WORK TO BE COMPLETED:
Using the museum page below, explain in one to three sentences what the word "geopark" means and what the page says a geopark is.

PROVIDED TEXT:

Niigata University Asahimachi tenjikan

Permanent Exhibitions

The permanent exhibition displays and exhibits valuable materials that provide an overview of the history of academic research at Niigata University.

Nature & History of Technology (at 1st floor)

In addition to experimental equipment used in former times under the old education system at the predecessor school of Niigata University, the museum exhibits materials that trace the history of dentistry and materials related to geoparks in the prefecture. It also introduces research results on natural disasters in Japan and other countries of the Research Institute for Natural Hazards and Disaster Recovery.

Faculty of Science “Geopark in Niigata Prefecture”

The word “geopark” means “earth park,” and a geopark is a place where you can feel the pulse of the earth and learn about the plants, animals, and ecosystems spread across it and their relationship with day-to-day human life. There are three geoparks in Niigata Prefecture: Itoigawa, Sado, and Naeba-Sanroku. The characteristics of each geopark are explained using fossil and rock exhibits.

RECORDED DATA:
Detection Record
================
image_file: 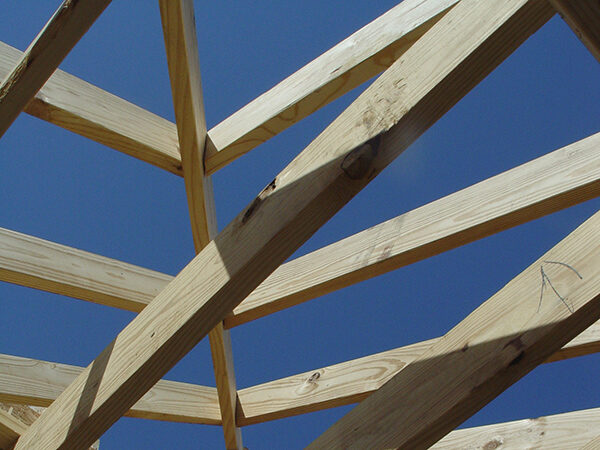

SOLUTION BELOW:
The word "geopark" means "earth park." A geopark is a place where you can feel the pulse of the earth and learn about the plants, animals, and ecosystems spread across it and how they relate to day-to-day human life.